(Supplied passage)

↓↓↓

# Don't eat me



## Oregon1986 (Apr 25, 2017)

Had my butt puckering for the day. Walked down to the bottom of our property with SO to cut wood and on the way back up on the same trail we just travelled, was a pile of cat scat still steaming! We got snow last night so it's really cold,which means that poop was no more than a few minutes old


----------



## oneraddad (Jul 20, 2010)

Run back out and get photo's of his tracks, I love that stuff. I rode the quad 2-3 miles and hiked another couple looking from some and came up empty.


----------



## Oregon1986 (Apr 25, 2017)

oneraddad said:


> Run back out and get photo's of his tracks, I love that stuff. I rode the quad 2-3 miles and hiked another couple looking from some and came up empty.


If I go back down there I'll take some photos. Have some great coyote tracks down there too. This cougar has a thing for following us when we're on that part of the property


----------



## HeavyHauler (Dec 21, 2017)

Oregon1986 said:


> If I go back down there I'll take some photos. Have some great coyote tracks down there too. This cougar has a thing for following us when we're on that part of the property


Probably behind you, getting ready to pounce.

Be aware and don't become kitty food.


----------



## Oregon1986 (Apr 25, 2017)

HeavyHauler said:


> Probably behind you, getting ready to pounce.
> 
> Be aware and don't become kitty food.


Oh I watch and listen for everything. I've had to many run ins with the cougars around here. I never seen cougars that had no fear of humans


----------



## RonM (Jan 6, 2008)

ABC National news had one on tonight that was in Wisconsin..it came up to a house and peered in the front win dow


----------



## oneraddad (Jul 20, 2010)

It went like this for me, fresh kill less than 100' from my front door then footage of him at my back door. Next was a track in fresh snow and setting the dogs loose.


----------



## Oregon1986 (Apr 25, 2017)

RonM said:


> ABC National news had one on tonight that was in Wisconsin..it came up to a house and peered in the front win dow


It wanted to know what was for dinner


----------



## Oregon1986 (Apr 25, 2017)

oneraddad said:


> It went like this for me, fresh kill less than 100' from my front door then footage of him at my back door. Next was a track in fresh snow and setting the dogs loose.


Holy moly


----------



## Oregon1986 (Apr 25, 2017)

oneraddad said:


> It went like this for me, fresh kill less than 100' from my front door then footage of him at my back door. Next was a track in fresh snow and setting the dogs loose.


Great video


----------



## oneraddad (Jul 20, 2010)

I went back out this morning and did a few miles and found lion tracks coming down and going back up the mountain and two different bobcats.


----------



## Oregon1986 (Apr 25, 2017)

oneraddad said:


> I went back out this morning and did a few miles and found lion tracks coming down and going back up the mountain and two different bobcats.

↑↑↑

(Given material)
↓↓↓

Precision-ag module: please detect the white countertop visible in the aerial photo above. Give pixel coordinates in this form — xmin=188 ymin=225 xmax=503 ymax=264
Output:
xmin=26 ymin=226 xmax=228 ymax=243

↑↑↑

(Required work)
Please continue the cougar forum thread from the point where it stops.

(Right answer)
So you use your dogs to hunt them? Here they made it illegal


----------



## oneraddad (Jul 20, 2010)

I have friends with dogs, my retrievers wouldn't be any help. Those tracks today were too old but if I get a hot one I just call a friend to give me a hand. If I see someone drive down the forest road in front of my house with hounds, I roll on them and try and become friends. Trackers like to keep their hounds sharp and will jump at a chance to work their dogs so it works out for both of us. I look for bobcat tracks so I know where to set my traps


----------



## Solar Geek (Mar 14, 2014)

RonM said:


> ABC National news had one on tonight that was in Wisconsin..it came up to a house and peered in the front win dow


My inlaws live there! https://www.abc15.com/news/national...apping-wisconsin-residents-front-porch-window


----------



## hiddensprings (Aug 6, 2009)

Exactly why I carry a gun when I walk with my dog. We have wolves, bears, cougars, etc. Haven’t run into anything except two young black bears.....yet. My dog, while big, is a super chicken. But I do listen to her. If she doesn’t want to go into the woods, we don’t. I trust her judgement.


----------



## oneraddad (Jul 20, 2010)

We're headed out again, today is the last day for 17-18 tags, I'll get another one tomorrow for the 18-19 season.


----------



## muleskinner2 (Oct 7, 2007)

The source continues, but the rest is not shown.